◆ Goal of the exercise
Write the records out again, keeping each line exactly as it is.

◆ Records for processing
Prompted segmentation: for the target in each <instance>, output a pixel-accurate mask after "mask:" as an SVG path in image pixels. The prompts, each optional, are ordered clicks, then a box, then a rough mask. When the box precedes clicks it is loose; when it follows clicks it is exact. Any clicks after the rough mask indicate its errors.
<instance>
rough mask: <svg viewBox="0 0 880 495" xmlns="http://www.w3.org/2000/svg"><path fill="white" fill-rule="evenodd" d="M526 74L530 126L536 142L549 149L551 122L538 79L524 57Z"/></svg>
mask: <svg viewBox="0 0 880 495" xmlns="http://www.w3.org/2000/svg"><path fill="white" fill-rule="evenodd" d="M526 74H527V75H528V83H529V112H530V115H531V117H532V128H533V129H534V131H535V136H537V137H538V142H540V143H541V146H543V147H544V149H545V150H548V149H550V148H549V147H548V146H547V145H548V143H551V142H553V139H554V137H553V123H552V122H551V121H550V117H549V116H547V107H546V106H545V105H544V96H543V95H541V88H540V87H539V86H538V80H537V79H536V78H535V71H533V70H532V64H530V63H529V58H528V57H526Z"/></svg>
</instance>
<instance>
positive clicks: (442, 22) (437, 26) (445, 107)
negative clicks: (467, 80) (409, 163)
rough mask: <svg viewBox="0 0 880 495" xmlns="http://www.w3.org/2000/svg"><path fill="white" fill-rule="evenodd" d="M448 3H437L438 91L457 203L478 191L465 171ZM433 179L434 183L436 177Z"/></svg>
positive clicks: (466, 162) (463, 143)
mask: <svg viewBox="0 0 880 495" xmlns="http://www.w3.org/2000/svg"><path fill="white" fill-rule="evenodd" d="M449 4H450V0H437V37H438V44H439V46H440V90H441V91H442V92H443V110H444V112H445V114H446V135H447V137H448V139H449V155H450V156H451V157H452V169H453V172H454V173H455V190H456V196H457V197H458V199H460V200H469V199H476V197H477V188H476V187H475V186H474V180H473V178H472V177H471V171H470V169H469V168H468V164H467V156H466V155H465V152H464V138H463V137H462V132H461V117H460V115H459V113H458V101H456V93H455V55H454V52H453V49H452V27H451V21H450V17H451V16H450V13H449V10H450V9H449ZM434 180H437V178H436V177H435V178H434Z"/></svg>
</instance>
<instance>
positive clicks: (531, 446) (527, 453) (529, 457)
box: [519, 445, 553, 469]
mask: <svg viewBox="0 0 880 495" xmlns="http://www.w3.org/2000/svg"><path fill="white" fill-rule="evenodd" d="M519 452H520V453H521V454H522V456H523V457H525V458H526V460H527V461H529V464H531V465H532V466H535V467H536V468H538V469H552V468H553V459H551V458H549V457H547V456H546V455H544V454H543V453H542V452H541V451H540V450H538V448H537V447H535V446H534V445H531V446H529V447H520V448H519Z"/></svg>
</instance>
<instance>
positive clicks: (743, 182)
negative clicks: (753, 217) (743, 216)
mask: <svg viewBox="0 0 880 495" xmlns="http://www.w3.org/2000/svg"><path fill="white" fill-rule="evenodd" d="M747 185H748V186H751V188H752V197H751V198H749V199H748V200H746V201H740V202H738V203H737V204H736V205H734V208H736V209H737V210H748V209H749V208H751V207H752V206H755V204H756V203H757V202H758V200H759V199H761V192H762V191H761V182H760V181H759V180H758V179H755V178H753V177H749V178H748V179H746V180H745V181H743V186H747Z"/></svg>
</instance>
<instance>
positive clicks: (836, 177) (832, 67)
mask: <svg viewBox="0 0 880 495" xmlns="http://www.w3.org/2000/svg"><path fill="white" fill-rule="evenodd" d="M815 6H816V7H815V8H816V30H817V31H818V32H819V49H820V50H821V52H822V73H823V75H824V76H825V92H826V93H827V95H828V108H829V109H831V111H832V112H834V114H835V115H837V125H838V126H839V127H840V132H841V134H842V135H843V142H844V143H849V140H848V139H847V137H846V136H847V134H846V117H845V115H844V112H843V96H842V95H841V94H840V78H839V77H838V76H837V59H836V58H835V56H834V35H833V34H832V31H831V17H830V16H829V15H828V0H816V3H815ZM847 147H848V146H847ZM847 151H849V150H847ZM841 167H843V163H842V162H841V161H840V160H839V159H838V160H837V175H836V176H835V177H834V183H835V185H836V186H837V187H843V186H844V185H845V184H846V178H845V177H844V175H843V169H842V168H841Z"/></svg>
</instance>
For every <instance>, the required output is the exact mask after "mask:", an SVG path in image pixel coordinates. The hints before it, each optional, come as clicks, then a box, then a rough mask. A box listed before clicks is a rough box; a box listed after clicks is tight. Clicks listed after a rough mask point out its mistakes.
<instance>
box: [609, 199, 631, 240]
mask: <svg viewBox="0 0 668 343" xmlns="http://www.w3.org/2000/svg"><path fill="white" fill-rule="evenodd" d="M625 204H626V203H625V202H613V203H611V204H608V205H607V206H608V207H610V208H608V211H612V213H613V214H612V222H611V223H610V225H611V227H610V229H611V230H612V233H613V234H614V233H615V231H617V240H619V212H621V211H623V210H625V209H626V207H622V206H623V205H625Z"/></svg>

◆ Final answer
Prompted segmentation: for the target in each <instance>, output a pixel-accurate mask after "mask:" as an SVG path in image pixels. The prompts, each optional, are ordered clicks, then a box, then a rough mask. When the box precedes clicks it is loose; when it follows clicks it is exact. Any clicks after the rough mask indicate its errors.
<instance>
rough mask: <svg viewBox="0 0 880 495" xmlns="http://www.w3.org/2000/svg"><path fill="white" fill-rule="evenodd" d="M526 74L530 126L536 142L549 149L551 122L538 79L524 57Z"/></svg>
mask: <svg viewBox="0 0 880 495" xmlns="http://www.w3.org/2000/svg"><path fill="white" fill-rule="evenodd" d="M526 74H527V75H528V83H529V112H530V115H531V117H532V128H533V129H534V131H535V136H537V137H538V142H540V143H541V146H543V147H544V149H545V150H548V149H550V148H549V147H548V146H547V145H548V143H551V142H553V139H554V137H553V123H552V122H551V121H550V117H549V116H547V107H546V106H545V105H544V96H543V95H541V88H540V87H539V86H538V80H537V79H536V78H535V71H533V70H532V64H530V63H529V58H528V57H526Z"/></svg>
</instance>
<instance>
positive clicks: (442, 22) (437, 26) (445, 107)
negative clicks: (467, 80) (409, 163)
rough mask: <svg viewBox="0 0 880 495" xmlns="http://www.w3.org/2000/svg"><path fill="white" fill-rule="evenodd" d="M448 3H437L438 91L457 203L478 191L465 171ZM433 179L434 183L436 177Z"/></svg>
positive clicks: (466, 162) (463, 143)
mask: <svg viewBox="0 0 880 495" xmlns="http://www.w3.org/2000/svg"><path fill="white" fill-rule="evenodd" d="M449 4H450V0H437V37H438V44H439V46H440V90H441V91H442V92H443V110H444V112H445V114H446V135H447V137H448V139H449V155H450V156H451V157H452V169H453V172H454V173H455V190H456V196H457V197H458V199H460V200H469V199H476V197H477V188H476V187H475V186H474V180H473V178H472V177H471V171H470V169H469V168H468V164H467V156H466V155H465V152H464V138H463V137H462V132H461V117H460V115H459V113H458V101H456V93H455V55H454V52H453V49H452V27H451V21H450V17H451V16H450V13H449V10H450V9H449ZM434 180H437V178H436V177H435V178H434Z"/></svg>
</instance>
<instance>
positive clicks: (531, 446) (527, 453) (529, 457)
box: [519, 445, 553, 469]
mask: <svg viewBox="0 0 880 495" xmlns="http://www.w3.org/2000/svg"><path fill="white" fill-rule="evenodd" d="M519 452H520V453H521V454H522V456H523V457H525V458H526V460H527V461H529V464H531V465H532V466H535V467H536V468H538V469H552V468H553V459H551V458H549V457H547V456H546V455H544V454H543V453H542V452H541V451H540V450H538V448H537V447H535V446H534V445H531V446H529V447H520V448H519Z"/></svg>
</instance>
<instance>
positive clicks: (743, 182)
negative clicks: (753, 217) (743, 216)
mask: <svg viewBox="0 0 880 495" xmlns="http://www.w3.org/2000/svg"><path fill="white" fill-rule="evenodd" d="M747 185H748V186H751V188H752V197H751V198H749V199H748V200H746V201H740V202H738V203H737V204H736V205H734V208H736V209H737V210H748V209H749V208H751V207H752V206H755V204H756V203H757V202H758V200H759V199H761V192H762V191H761V182H760V181H759V180H758V179H755V178H753V177H749V178H748V179H746V180H745V181H743V186H747Z"/></svg>
</instance>
<instance>
positive clicks: (836, 177) (832, 67)
mask: <svg viewBox="0 0 880 495" xmlns="http://www.w3.org/2000/svg"><path fill="white" fill-rule="evenodd" d="M815 6H816V7H815V8H816V30H817V31H818V32H819V49H820V50H821V52H822V73H823V75H824V76H825V92H826V93H827V95H828V108H829V109H831V111H832V112H834V114H835V115H837V125H838V126H839V127H840V132H841V134H842V135H843V142H844V143H849V140H848V139H847V137H846V136H847V134H846V117H845V115H844V112H843V96H842V95H841V94H840V78H839V77H838V76H837V59H836V58H835V56H834V35H833V34H832V31H831V17H830V16H829V15H828V0H816V3H815ZM847 147H848V146H847ZM847 151H849V150H847ZM841 167H843V163H842V162H841V161H840V160H839V159H838V160H837V175H836V176H835V177H834V183H835V185H836V186H837V187H843V186H844V185H845V184H846V178H845V177H844V175H843V169H842V168H841Z"/></svg>
</instance>
For every <instance>, the required output is the exact mask after "mask:", an SVG path in image pixel coordinates. The hints before it, each optional, come as clicks, then a box, then a rough mask. A box listed before clicks is a rough box; a box listed after clicks is tight. Clicks listed after a rough mask point out its mistakes.
<instance>
box: [609, 199, 631, 240]
mask: <svg viewBox="0 0 668 343" xmlns="http://www.w3.org/2000/svg"><path fill="white" fill-rule="evenodd" d="M625 204H626V203H625V202H613V203H611V204H608V205H607V206H608V207H610V208H608V211H612V213H613V214H612V222H611V223H610V225H611V227H610V229H611V230H612V233H613V234H614V233H615V231H617V240H619V212H621V211H623V210H625V209H626V207H622V206H623V205H625Z"/></svg>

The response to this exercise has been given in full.